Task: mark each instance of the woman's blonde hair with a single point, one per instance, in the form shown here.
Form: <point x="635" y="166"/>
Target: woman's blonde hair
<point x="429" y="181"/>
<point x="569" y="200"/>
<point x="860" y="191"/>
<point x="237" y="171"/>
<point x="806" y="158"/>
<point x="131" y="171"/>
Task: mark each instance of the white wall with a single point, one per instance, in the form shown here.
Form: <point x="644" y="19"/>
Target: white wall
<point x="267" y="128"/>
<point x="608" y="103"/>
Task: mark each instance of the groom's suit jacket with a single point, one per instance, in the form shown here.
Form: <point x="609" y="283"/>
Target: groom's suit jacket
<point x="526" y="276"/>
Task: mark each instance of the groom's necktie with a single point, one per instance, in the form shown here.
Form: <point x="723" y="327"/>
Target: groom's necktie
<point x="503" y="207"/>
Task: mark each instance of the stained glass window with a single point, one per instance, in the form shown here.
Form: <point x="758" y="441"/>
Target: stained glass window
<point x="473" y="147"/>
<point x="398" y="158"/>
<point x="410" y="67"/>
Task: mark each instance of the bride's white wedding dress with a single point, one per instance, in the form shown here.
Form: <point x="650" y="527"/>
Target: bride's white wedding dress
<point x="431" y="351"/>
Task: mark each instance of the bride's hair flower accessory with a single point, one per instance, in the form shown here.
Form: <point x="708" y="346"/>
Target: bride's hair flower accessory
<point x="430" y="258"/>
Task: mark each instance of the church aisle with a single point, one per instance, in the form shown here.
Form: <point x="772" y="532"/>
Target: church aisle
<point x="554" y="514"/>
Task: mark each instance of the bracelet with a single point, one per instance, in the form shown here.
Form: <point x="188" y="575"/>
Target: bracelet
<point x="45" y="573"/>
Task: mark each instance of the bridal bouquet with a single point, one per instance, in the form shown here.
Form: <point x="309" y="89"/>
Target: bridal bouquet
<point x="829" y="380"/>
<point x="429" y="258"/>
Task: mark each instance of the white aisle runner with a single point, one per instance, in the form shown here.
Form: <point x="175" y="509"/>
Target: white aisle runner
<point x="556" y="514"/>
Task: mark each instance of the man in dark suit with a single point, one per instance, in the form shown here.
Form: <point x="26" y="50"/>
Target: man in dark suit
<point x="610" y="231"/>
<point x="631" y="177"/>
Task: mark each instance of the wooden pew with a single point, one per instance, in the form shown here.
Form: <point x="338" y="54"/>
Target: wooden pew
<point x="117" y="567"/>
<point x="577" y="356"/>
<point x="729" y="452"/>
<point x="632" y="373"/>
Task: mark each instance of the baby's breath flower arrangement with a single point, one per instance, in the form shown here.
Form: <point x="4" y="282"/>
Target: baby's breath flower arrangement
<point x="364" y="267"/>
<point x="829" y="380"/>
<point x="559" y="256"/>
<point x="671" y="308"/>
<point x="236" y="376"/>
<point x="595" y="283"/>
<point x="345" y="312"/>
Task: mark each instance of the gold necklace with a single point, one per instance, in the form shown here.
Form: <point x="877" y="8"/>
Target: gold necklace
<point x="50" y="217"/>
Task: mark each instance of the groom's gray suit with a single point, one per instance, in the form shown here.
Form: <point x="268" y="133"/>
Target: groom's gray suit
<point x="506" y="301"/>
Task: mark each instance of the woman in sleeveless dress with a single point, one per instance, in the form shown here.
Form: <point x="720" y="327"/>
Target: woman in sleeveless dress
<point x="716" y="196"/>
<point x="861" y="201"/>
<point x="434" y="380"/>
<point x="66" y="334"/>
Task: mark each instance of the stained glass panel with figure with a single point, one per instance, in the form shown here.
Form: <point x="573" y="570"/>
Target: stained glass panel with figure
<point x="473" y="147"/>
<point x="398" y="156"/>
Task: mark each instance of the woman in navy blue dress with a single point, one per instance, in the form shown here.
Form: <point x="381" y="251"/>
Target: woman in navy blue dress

◇ ◇ ◇

Given request: Output all of the data again. Match it exactly.

Finished exercise:
Task: mark each instance of the woman's blonde hair with a single point, one per instance, in the form shown here.
Form: <point x="635" y="166"/>
Target: woman's blonde hair
<point x="429" y="181"/>
<point x="569" y="200"/>
<point x="860" y="191"/>
<point x="237" y="171"/>
<point x="806" y="158"/>
<point x="131" y="171"/>
Task: mark each instance of the white wall with a single point, one per instance, in the form shown here.
Form: <point x="644" y="19"/>
Target: white wall
<point x="267" y="128"/>
<point x="608" y="103"/>
Task: mark each instance of the groom's suit jacket with a single point, one per instance, in the form shown here.
Form: <point x="609" y="283"/>
Target: groom's suit jacket
<point x="526" y="276"/>
Task: mark each instance of the groom's necktie with a single point, one per instance, in the form shown here.
Form: <point x="723" y="327"/>
Target: groom's necktie
<point x="503" y="207"/>
Task: mark each instance of the stained glass window with a single point, one per instance, in the form shown here.
Form: <point x="758" y="441"/>
Target: stained glass window
<point x="473" y="147"/>
<point x="398" y="158"/>
<point x="410" y="67"/>
Task: mark each instance of the bride's white wedding dress with a single point, one per instance, in the form shown here.
Form: <point x="650" y="527"/>
Target: bride's white wedding dress
<point x="431" y="351"/>
Task: mark each instance of the bride's hair flower accessory with a single point, one per instance, in the form shown here.
Form: <point x="708" y="346"/>
Target: bride's hair flower accessory
<point x="430" y="258"/>
Task: mark each instance of the church aisle with a single point, one per instance, in the form shown here.
Form: <point x="772" y="532"/>
Target: church aisle
<point x="554" y="514"/>
Task: mark each instance of the bracelet with a single point, one per instance, in the form shown here.
Form: <point x="188" y="575"/>
Target: bracelet
<point x="45" y="573"/>
Task: mark each instance of the bridal bouquet with a single point, one per instance, in the form shown here.
Form: <point x="309" y="89"/>
Target: bridal bouquet
<point x="829" y="380"/>
<point x="429" y="258"/>
Task: mark each instance of the white aisle runner with a single point, one per instance, in the form shown here.
Form: <point x="175" y="509"/>
Target: white aisle runner
<point x="556" y="514"/>
Task: mark each instance of the man in dark suit with a single point, one per instance, in the form shown here.
Form: <point x="26" y="50"/>
Target: man in dark suit
<point x="610" y="231"/>
<point x="631" y="177"/>
Task: mark each instance of the wooden pew with a single point, one per instance, in the form shown here.
Form: <point x="338" y="54"/>
Target: wooden pew
<point x="117" y="567"/>
<point x="577" y="356"/>
<point x="729" y="452"/>
<point x="632" y="373"/>
Task: mark each instance of the baby's breath flower arrangement with a single point, one per instance, in the form shown here.
Form: <point x="4" y="282"/>
Target: baby's breath flower arrangement
<point x="364" y="267"/>
<point x="829" y="380"/>
<point x="559" y="256"/>
<point x="671" y="308"/>
<point x="236" y="376"/>
<point x="595" y="283"/>
<point x="345" y="312"/>
Task: mark each instance of the gold necklace with a single point, one per instance, in the form shown here.
Form: <point x="877" y="8"/>
Target: gold necklace
<point x="50" y="217"/>
Task: mark each instance of the groom's gray suit with a single point, one per instance, in the form shown here.
Form: <point x="268" y="133"/>
Target: groom's gray suit
<point x="506" y="301"/>
Task: mark each instance of the woman in sleeveless dress with a single point, one per instance, in the form shown here.
Form: <point x="720" y="327"/>
Target: woman in sleeveless dress
<point x="716" y="196"/>
<point x="861" y="201"/>
<point x="434" y="380"/>
<point x="66" y="334"/>
Task: mark each instance of the stained glass panel with figure with a single point, one per instance, in the form shown here.
Form: <point x="573" y="570"/>
Target: stained glass panel with figure
<point x="473" y="147"/>
<point x="398" y="156"/>
Task: mark each instance of the woman in navy blue dress with a single point, one per instance, in the form shown here.
Form: <point x="381" y="251"/>
Target: woman in navy blue dress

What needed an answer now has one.